* TO DO:
The response should consist of every line below, restated exactly, with no pictures.

(Data extracted from a collection)
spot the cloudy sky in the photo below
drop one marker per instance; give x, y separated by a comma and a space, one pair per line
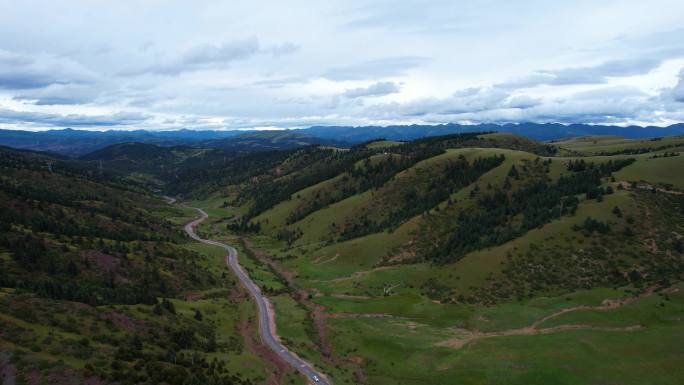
197, 64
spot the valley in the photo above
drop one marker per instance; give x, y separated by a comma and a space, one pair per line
466, 258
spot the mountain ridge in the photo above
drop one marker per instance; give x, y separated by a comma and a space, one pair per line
75, 143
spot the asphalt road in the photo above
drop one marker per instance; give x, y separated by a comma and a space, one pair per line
266, 318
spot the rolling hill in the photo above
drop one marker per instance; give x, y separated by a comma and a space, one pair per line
479, 257
458, 248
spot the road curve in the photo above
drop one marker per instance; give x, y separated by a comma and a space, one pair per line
266, 318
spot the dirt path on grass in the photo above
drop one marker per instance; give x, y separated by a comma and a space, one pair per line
360, 274
316, 312
276, 367
648, 187
465, 336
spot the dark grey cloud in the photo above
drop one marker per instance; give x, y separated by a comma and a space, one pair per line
204, 56
21, 71
375, 89
59, 94
375, 69
71, 120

* RESULT OF THIS TASK:
spot the cloudy sky in the photo below
drop one marker per instance; give x, y separated by a comma and a space, one pair per line
197, 64
spot the valley in the photo above
drop one marker per instance; give x, y separated by a comma and a space, one pair per line
466, 258
spot the mountain ridge in the photo above
drop one marker per instance; give x, y separated by a comma and a space, one pair per line
75, 143
spot the asphalt road in the photo above
drop one marker per instance; give x, y separated by a comma and a space, one pair per line
266, 318
spot the rolling hill in the photo above
drop one marker per instance; give x, y separated by a comma and a space, one pair per line
479, 257
458, 248
spot the road curve in the photo above
drop one marker per instance; give x, y separated by a comma and a space, one pair per line
266, 318
spot the dirt path on grass in the photo above
drop one marker per instance; give x, y separated by a comma and a space, one pair per line
360, 274
316, 312
276, 367
648, 187
465, 336
spot the dark grey cloud in the photo above
drop one marker per instance; give x, y separated by a comma and a space, one pair per line
204, 56
21, 71
375, 89
59, 94
375, 69
71, 120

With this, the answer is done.